[Referring expression pointing data]

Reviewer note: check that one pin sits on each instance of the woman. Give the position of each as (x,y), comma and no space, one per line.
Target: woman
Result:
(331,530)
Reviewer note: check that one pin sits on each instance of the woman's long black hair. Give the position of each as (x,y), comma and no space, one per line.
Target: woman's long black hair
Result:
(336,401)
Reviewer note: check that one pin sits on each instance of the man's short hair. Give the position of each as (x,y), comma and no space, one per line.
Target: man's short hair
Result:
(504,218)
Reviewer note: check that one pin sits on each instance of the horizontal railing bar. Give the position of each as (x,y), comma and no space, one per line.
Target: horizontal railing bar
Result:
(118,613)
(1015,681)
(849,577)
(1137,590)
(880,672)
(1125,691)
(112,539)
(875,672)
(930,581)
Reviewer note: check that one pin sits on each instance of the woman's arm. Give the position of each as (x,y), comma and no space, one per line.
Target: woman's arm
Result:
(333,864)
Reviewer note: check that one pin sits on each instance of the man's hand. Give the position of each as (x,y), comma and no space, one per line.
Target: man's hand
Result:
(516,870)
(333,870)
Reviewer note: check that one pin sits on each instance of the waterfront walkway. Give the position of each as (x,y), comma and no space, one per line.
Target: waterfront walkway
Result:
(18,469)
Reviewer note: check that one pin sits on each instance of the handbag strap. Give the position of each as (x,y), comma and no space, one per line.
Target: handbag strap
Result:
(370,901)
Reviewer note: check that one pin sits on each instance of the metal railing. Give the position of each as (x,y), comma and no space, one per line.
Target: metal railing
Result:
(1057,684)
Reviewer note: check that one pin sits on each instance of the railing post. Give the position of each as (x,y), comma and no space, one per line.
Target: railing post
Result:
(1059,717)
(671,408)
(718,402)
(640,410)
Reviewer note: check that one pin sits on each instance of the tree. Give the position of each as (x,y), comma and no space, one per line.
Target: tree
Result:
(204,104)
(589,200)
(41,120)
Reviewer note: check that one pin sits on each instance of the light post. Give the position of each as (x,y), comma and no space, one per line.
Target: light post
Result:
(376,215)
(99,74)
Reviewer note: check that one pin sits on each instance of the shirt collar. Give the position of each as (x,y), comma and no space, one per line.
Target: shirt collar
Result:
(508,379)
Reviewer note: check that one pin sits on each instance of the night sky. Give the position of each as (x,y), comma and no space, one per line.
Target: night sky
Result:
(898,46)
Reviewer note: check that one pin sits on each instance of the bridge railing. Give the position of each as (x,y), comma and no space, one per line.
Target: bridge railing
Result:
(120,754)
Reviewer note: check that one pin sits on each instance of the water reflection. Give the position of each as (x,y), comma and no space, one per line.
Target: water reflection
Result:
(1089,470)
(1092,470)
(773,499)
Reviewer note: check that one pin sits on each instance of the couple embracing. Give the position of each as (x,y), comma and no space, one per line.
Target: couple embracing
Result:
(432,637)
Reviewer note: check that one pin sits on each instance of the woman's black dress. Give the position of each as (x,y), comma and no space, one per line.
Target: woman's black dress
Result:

== Work to complete ==
Report back every line of the entries in which "metal" occurs.

== Result of the task ==
Reviewer note: check that one pin sits on each instance of the metal railing. Give the position of each as (x,y), comma and no space, one per line.
Target: metal railing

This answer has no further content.